▸ SHORT TASK
Rewrite the lines starting with the line that contains "One keypoint belongs on each instance. Indicate the person" and going on through the line that contains "One keypoint belongs on each instance. Indicate the grass" as a Markdown table with the columns Row and Line. Number each line, and leave out blank lines and the pictures.

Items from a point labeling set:
------------------------------------------------------------------------

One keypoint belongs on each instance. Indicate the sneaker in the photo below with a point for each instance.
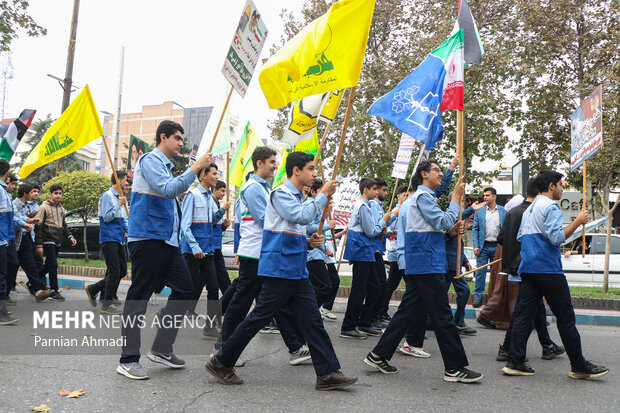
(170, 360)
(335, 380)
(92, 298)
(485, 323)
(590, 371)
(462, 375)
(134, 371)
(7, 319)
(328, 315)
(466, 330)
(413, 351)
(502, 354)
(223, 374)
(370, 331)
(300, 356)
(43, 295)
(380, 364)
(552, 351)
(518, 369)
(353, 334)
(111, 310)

------------------------------------------------------------------------

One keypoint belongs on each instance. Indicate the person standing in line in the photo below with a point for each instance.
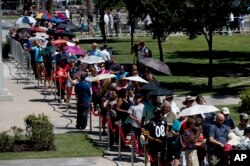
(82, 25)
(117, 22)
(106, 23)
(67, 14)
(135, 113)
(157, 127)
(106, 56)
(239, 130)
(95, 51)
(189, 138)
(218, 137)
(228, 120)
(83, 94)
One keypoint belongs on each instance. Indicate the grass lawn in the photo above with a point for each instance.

------------------------------------------------------------------------

▸ RESPONSE TO THIS EXERCISE
| Row | Line |
|---|---|
| 1 | One keypoint belongs on each instance. Indicate the person standing in line in the photo below with a point for each instance. |
| 2 | (82, 25) |
| 3 | (117, 22) |
| 4 | (106, 23) |
| 5 | (67, 14) |
| 6 | (135, 113) |
| 7 | (157, 127) |
| 8 | (106, 56) |
| 9 | (239, 130) |
| 10 | (95, 51) |
| 11 | (189, 138) |
| 12 | (218, 137) |
| 13 | (228, 120) |
| 14 | (83, 94) |
| 15 | One keypoint belongs on each instance. Indicate the grass lawn in the photo above with a point for each instance. |